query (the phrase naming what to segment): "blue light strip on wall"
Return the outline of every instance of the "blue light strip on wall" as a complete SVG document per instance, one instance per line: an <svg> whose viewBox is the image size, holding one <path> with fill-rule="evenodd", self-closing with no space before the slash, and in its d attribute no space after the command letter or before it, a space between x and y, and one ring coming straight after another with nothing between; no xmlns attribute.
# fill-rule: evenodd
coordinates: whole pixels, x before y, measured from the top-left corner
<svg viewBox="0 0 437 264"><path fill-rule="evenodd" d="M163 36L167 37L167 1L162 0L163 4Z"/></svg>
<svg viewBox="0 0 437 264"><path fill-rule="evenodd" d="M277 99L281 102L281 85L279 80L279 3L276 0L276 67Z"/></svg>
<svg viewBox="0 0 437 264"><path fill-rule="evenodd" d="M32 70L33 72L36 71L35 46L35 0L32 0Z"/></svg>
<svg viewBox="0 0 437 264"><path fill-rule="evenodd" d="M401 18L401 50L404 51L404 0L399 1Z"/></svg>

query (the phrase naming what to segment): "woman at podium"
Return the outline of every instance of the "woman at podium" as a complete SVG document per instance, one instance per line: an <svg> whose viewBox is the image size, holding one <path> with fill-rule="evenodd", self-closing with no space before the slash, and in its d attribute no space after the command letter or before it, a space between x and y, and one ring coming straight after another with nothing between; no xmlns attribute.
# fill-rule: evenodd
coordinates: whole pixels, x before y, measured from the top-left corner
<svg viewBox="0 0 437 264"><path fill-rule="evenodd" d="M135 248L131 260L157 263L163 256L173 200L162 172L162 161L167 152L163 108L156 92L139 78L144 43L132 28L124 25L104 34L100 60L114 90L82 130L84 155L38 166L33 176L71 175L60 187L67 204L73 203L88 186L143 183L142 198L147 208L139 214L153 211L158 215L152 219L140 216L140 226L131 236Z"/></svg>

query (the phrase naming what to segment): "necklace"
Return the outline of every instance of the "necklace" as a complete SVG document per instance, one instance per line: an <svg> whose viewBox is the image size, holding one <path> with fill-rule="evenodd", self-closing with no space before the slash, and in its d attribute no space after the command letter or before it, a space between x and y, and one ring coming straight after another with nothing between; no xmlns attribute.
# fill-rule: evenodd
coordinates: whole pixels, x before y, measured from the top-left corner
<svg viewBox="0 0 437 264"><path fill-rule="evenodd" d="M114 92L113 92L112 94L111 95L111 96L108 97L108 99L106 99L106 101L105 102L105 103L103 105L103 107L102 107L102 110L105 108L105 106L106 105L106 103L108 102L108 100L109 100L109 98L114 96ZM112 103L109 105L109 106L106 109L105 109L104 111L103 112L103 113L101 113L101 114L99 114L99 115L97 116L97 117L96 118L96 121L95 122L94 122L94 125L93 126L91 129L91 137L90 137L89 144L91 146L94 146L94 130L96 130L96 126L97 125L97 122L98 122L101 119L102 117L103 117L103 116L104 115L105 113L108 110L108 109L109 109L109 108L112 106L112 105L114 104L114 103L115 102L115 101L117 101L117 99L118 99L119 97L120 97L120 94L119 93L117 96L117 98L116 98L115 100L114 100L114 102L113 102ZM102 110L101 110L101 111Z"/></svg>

● ● ●

**WHAT TO WORK ON:** Copy all of the records above word for word, without changing anything.

**TASK ANSWER:**
query (the phrase naming what to segment): "blue light strip on wall"
Return the outline of every instance of the "blue light strip on wall" as a complete SVG document per instance, one instance per line: an <svg> whose viewBox is the image size, holding one <path> with fill-rule="evenodd", self-closing with no space before the slash, and in its d attribute no space after the command letter or before it, a space between x and y, and one ring coming straight after another with nothing between; no xmlns attribute.
# fill-rule: evenodd
coordinates: whole pixels, x before y, measured from the top-left corner
<svg viewBox="0 0 437 264"><path fill-rule="evenodd" d="M163 36L167 37L167 1L162 0L163 4Z"/></svg>
<svg viewBox="0 0 437 264"><path fill-rule="evenodd" d="M277 99L281 102L281 85L279 80L279 3L276 0L276 67Z"/></svg>
<svg viewBox="0 0 437 264"><path fill-rule="evenodd" d="M32 70L33 72L36 71L35 46L35 0L32 0Z"/></svg>
<svg viewBox="0 0 437 264"><path fill-rule="evenodd" d="M401 18L401 50L404 51L404 0L399 1Z"/></svg>

query (the phrase naming what to segment): "woman at podium"
Return the outline of every instance of the "woman at podium" as a complete SVG document per instance, one instance per line: an <svg> whose viewBox is the image size, holding one <path> with fill-rule="evenodd", self-closing with no space before the slash, and in its d attribute no space after the command letter or before it, a space between x and y, and one ring coming straight after another with nothing between; no xmlns attribute.
# fill-rule: evenodd
coordinates: whole pixels, x before y, measured from the top-left corner
<svg viewBox="0 0 437 264"><path fill-rule="evenodd" d="M135 248L131 260L157 263L163 256L173 200L162 172L162 161L167 152L163 108L156 92L139 78L144 43L132 28L124 25L104 34L100 60L114 90L82 130L84 155L38 166L33 176L71 175L60 187L67 204L73 203L88 186L143 183L142 198L147 208L139 214L153 211L158 215L152 219L140 216L140 226L131 236Z"/></svg>

query (the phrase naming what to segment): "necklace"
Return the outline of every instance of the "necklace" as a complete SVG document per instance, one instance per line: an <svg> whose viewBox is the image size, holding one <path> with fill-rule="evenodd", self-closing with no space before the slash, and in its d attribute no space after the command letter or before it, a space between x and y, and one ring coming straight after another with nothing between; no xmlns attribute.
# fill-rule: evenodd
coordinates: whole pixels, x before y, measured from the top-left corner
<svg viewBox="0 0 437 264"><path fill-rule="evenodd" d="M114 92L113 92L112 94L111 95L111 96L108 97L108 99L106 99L106 101L105 102L105 103L103 105L103 107L102 107L102 110L105 108L105 106L106 105L106 103L108 102L108 100L109 100L109 98L114 96ZM112 103L109 105L109 106L106 109L105 109L104 111L103 112L103 113L101 113L101 114L99 114L99 115L97 116L97 117L96 118L96 121L95 122L94 122L94 125L93 126L91 129L91 137L90 137L89 144L91 146L94 146L94 130L96 130L96 126L97 125L97 122L98 122L101 119L102 117L103 117L103 116L104 115L105 113L108 110L108 109L109 109L109 108L112 106L112 105L114 104L114 103L115 102L115 101L117 101L117 99L118 99L119 97L120 97L120 94L119 93L117 96L117 98L116 98L115 100L114 100L114 102L113 102ZM102 110L101 110L101 111Z"/></svg>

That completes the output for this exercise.